-------- Given data --------

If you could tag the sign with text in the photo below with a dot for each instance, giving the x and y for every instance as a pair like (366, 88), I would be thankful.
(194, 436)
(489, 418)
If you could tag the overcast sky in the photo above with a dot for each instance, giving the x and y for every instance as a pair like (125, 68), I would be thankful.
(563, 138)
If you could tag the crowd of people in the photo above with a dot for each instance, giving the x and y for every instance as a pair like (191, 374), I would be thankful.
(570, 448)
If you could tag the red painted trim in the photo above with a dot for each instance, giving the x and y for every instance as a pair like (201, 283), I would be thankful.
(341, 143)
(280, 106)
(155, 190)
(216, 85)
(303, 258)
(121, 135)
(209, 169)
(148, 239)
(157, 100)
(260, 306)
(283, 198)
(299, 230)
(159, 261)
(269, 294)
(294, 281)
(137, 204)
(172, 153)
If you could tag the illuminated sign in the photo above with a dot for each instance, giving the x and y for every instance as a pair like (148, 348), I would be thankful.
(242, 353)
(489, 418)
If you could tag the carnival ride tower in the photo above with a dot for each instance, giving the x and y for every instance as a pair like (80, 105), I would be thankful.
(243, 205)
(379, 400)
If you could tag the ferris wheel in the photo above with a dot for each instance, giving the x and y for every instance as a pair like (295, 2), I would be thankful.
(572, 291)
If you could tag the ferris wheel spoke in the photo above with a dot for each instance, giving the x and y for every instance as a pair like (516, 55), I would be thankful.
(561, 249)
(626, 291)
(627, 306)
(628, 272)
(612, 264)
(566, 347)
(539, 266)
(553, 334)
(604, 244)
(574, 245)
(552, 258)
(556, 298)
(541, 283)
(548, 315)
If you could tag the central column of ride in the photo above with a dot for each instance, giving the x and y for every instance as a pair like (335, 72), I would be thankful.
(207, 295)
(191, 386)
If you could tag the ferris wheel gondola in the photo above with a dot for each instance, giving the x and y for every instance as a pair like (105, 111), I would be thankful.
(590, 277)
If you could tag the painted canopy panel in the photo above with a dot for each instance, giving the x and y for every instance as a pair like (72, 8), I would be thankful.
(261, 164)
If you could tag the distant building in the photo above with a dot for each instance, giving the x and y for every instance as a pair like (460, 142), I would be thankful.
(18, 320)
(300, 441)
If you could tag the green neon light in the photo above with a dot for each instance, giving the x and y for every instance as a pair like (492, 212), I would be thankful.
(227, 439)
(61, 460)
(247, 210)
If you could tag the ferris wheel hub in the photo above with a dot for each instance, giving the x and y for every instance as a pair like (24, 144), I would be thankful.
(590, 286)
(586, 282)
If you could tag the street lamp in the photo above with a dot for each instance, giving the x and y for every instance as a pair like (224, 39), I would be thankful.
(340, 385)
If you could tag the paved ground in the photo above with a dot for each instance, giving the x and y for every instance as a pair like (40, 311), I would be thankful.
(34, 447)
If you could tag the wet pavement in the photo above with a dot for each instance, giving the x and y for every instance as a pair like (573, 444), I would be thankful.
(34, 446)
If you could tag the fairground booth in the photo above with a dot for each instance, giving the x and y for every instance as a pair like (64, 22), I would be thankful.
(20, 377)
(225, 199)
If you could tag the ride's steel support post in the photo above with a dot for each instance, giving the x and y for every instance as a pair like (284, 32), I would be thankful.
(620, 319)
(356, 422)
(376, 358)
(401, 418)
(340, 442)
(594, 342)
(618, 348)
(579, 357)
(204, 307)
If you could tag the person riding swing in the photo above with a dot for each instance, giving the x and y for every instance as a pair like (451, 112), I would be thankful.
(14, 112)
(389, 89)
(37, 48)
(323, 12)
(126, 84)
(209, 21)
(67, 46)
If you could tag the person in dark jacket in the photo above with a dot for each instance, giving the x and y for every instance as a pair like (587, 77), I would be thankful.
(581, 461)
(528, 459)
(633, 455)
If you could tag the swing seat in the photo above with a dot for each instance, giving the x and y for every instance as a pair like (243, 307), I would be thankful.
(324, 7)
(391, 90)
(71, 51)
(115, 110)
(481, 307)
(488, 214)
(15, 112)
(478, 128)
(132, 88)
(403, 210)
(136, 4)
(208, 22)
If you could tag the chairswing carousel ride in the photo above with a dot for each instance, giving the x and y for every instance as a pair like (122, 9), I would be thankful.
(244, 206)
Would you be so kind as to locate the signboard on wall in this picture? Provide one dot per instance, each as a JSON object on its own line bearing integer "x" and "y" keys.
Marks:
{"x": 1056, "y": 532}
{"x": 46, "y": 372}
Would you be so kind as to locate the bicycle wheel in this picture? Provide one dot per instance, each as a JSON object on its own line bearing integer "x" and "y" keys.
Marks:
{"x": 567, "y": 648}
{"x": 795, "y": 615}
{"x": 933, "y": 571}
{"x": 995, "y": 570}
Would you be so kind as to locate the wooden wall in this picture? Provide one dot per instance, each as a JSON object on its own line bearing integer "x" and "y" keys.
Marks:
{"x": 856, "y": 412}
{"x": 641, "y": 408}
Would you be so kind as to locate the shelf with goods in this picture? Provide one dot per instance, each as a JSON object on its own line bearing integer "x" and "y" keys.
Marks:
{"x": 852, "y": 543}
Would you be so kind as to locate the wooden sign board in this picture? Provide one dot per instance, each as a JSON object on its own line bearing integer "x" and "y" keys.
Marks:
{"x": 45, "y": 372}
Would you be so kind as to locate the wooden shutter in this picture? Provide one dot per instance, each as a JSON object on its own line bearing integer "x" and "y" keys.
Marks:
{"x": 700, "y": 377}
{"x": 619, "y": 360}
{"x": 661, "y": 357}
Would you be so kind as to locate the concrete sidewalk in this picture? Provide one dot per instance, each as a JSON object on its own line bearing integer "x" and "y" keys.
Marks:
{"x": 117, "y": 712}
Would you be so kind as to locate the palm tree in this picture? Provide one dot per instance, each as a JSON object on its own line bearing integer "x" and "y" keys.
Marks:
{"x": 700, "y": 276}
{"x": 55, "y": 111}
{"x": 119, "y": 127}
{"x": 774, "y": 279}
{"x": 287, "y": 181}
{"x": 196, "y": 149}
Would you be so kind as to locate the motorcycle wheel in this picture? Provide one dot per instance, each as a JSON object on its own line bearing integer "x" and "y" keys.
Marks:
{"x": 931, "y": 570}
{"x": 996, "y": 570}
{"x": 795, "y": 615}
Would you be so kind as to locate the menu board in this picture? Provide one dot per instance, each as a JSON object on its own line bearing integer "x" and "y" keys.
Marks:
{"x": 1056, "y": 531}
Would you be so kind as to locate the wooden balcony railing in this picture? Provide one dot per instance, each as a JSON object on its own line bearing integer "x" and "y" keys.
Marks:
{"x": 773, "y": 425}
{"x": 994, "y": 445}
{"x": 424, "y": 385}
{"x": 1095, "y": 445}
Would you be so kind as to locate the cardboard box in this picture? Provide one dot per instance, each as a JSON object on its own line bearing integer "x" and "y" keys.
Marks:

--------

**Task prompt**:
Count up the lines in the entries above where the word "wooden" appears, and give the figure with nothing added.

**Output**:
4